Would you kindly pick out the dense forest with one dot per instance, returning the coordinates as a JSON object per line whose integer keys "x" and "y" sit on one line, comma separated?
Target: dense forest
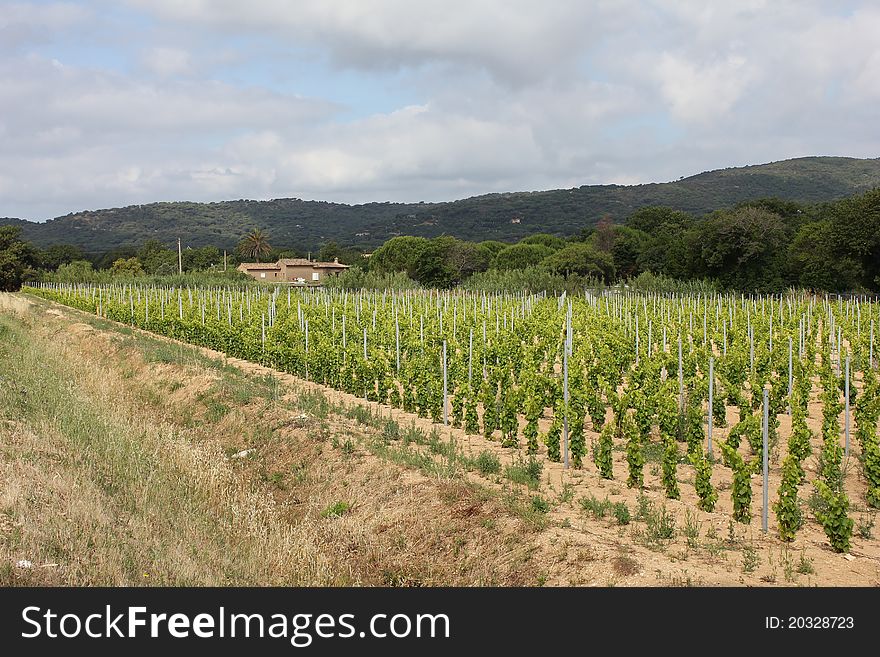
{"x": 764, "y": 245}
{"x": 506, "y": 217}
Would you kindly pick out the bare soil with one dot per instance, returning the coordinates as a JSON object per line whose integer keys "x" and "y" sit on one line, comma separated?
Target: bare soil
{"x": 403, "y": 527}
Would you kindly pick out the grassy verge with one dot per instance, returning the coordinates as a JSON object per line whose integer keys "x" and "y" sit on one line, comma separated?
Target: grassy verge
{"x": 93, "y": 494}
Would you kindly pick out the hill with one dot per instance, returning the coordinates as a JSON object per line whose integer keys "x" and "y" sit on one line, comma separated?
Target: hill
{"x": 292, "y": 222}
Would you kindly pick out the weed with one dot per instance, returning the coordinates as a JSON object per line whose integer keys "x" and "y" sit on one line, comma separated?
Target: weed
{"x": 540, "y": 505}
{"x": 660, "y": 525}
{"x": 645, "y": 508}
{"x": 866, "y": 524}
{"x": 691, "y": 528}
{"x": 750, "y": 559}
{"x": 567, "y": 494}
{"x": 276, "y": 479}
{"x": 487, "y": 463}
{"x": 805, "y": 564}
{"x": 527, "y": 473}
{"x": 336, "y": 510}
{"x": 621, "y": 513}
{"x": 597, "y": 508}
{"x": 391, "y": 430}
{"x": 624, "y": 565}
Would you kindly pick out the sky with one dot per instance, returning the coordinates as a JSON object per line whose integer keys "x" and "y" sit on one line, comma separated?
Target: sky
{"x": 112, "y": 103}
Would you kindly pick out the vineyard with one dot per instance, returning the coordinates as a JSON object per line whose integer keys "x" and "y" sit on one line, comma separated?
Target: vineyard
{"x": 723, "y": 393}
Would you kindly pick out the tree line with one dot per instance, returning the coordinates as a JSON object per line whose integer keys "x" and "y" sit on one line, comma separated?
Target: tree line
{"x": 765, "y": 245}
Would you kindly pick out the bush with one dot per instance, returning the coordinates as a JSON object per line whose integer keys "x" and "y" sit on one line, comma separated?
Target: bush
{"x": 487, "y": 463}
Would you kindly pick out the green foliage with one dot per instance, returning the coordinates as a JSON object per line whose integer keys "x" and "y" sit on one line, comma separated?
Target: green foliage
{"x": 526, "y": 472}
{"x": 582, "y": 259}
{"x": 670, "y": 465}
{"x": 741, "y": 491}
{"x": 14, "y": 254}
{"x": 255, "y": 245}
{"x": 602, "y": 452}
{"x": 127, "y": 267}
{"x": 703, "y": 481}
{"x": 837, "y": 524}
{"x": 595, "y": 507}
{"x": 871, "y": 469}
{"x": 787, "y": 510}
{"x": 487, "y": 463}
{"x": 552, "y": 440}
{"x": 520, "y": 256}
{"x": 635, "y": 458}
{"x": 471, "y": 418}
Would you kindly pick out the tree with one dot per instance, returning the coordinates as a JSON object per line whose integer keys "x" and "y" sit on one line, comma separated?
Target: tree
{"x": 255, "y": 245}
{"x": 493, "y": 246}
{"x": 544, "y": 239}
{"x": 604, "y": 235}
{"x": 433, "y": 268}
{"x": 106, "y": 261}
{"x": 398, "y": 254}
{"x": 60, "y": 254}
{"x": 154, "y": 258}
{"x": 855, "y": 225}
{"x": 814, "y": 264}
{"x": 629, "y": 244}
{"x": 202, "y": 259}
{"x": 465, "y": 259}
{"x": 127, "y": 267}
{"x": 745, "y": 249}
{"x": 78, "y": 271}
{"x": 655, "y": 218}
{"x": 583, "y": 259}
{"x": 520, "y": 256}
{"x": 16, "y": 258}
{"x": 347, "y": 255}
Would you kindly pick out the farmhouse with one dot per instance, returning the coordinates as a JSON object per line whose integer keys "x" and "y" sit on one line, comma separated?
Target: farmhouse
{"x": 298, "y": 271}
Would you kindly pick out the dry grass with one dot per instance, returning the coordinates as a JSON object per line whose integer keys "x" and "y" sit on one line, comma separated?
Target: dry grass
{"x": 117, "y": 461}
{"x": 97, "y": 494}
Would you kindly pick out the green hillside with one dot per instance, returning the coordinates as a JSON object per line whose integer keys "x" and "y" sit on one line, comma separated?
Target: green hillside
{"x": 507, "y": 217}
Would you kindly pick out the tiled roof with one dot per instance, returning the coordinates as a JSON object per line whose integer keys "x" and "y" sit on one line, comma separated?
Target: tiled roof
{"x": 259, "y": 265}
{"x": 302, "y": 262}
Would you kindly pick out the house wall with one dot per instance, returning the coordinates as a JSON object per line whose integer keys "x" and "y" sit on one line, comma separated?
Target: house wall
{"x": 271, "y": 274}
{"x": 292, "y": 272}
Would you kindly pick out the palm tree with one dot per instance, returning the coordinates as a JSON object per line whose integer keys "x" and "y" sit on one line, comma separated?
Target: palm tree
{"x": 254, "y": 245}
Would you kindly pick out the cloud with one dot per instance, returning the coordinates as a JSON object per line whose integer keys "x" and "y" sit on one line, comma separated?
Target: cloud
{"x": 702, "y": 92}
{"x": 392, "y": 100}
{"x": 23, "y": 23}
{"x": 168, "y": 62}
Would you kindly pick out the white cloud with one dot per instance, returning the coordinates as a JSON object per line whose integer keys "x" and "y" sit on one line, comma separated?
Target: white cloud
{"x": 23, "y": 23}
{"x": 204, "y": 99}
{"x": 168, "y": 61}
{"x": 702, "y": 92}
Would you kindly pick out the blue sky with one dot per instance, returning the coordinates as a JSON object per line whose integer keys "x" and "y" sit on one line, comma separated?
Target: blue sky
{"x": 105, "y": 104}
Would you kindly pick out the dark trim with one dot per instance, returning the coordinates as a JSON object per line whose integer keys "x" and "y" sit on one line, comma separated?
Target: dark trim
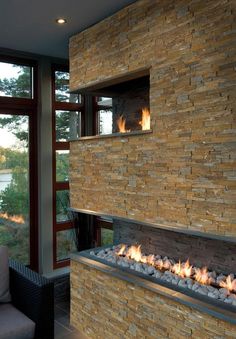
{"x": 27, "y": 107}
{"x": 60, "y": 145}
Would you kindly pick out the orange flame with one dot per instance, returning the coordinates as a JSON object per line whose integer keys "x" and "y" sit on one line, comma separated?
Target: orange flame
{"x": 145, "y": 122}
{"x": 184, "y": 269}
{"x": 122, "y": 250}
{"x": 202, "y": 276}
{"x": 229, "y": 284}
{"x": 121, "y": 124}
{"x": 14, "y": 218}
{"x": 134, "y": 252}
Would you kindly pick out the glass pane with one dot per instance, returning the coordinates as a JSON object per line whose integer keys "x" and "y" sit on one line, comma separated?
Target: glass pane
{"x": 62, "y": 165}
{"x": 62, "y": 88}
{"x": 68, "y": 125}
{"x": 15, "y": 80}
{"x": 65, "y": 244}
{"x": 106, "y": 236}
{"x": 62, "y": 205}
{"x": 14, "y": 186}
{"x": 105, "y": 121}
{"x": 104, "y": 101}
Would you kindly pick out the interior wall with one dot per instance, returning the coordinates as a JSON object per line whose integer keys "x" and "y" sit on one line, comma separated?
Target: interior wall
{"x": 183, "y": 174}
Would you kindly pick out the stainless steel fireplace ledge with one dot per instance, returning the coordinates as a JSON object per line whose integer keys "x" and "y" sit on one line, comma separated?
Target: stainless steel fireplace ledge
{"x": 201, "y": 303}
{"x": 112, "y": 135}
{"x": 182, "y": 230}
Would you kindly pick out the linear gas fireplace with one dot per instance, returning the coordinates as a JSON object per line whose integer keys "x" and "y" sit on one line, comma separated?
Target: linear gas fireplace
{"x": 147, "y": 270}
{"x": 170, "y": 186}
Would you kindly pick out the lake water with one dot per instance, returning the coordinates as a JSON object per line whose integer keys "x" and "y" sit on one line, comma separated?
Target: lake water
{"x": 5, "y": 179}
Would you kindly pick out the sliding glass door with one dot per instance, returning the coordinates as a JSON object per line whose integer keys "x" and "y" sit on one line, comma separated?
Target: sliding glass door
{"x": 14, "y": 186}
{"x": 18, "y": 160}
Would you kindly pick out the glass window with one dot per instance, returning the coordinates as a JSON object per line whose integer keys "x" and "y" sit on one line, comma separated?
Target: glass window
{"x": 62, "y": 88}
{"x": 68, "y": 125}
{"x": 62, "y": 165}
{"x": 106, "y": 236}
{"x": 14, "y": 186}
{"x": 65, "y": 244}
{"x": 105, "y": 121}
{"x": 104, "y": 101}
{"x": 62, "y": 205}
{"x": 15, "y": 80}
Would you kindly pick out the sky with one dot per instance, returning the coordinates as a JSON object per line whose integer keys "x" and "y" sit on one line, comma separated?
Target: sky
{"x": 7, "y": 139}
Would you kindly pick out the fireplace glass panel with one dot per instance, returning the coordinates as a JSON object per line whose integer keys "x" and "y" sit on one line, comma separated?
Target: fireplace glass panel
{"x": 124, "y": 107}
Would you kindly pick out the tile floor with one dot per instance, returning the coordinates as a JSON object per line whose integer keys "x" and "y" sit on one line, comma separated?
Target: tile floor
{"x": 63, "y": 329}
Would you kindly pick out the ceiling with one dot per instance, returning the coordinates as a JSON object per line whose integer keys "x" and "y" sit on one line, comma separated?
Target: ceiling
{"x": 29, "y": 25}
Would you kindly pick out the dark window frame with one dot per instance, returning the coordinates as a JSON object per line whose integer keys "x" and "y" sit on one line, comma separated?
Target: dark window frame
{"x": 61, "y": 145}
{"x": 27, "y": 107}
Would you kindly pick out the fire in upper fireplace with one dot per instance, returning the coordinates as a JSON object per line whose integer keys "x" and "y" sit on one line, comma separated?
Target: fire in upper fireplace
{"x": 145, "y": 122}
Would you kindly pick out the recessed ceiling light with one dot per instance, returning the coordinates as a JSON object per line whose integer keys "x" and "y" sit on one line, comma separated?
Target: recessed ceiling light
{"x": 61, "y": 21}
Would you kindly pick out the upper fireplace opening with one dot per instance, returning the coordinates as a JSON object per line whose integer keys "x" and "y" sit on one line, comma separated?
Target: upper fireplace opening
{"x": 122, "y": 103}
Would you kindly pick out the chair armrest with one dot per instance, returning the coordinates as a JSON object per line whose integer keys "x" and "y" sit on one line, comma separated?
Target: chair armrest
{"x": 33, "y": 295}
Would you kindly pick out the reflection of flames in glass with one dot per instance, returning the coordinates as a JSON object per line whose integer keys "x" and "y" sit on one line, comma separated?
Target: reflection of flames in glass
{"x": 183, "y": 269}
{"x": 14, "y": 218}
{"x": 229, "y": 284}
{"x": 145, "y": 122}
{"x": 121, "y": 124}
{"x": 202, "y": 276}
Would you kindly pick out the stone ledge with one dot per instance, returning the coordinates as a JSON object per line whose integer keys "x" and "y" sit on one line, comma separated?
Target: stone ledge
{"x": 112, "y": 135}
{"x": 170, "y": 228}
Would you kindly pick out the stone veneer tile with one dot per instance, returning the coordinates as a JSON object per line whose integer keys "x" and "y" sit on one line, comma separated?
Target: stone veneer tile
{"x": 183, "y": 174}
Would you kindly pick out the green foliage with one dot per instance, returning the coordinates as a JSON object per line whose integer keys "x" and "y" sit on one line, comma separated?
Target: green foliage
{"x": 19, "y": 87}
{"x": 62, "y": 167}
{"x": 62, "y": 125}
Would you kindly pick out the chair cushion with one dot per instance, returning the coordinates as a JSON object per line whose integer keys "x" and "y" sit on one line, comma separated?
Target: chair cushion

################

Task item
In the entries above, the lines between the one holding "Would you kindly pick out the chair armrest" and the one holding "Would you kindly pick out the stone veneer", inclusive, are to be printed exactly as written, and those alone.

Solution to this exercise
Would you kindly pick out the chair armrest with one dot per instance, returning the coordinates as a JSON object per line whose integer keys "x" and "y" sit on one line, comma separated?
Target: chair armrest
{"x": 33, "y": 295}
Would you kindly pick out the reflection of flames in glass with one dot per instance, returning the coordinates as a JSON object per line whose integer keys "x" and "y" sit on one line, comma separated?
Target: reflection of flames in glass
{"x": 183, "y": 269}
{"x": 14, "y": 218}
{"x": 229, "y": 284}
{"x": 145, "y": 122}
{"x": 121, "y": 124}
{"x": 202, "y": 276}
Would you kindly pick out the stone ledge with one dot per instance, returning the coordinates as a JSON object per line whose integer keys "x" and "y" sit on one line, comma separated?
Target: stone ledge
{"x": 112, "y": 135}
{"x": 170, "y": 228}
Would you kindly pick out the stone veneer tile with one dot per instance, returning the coordinates as a JSON object per line whose integer keys "x" and "y" sit on one line, comma separated?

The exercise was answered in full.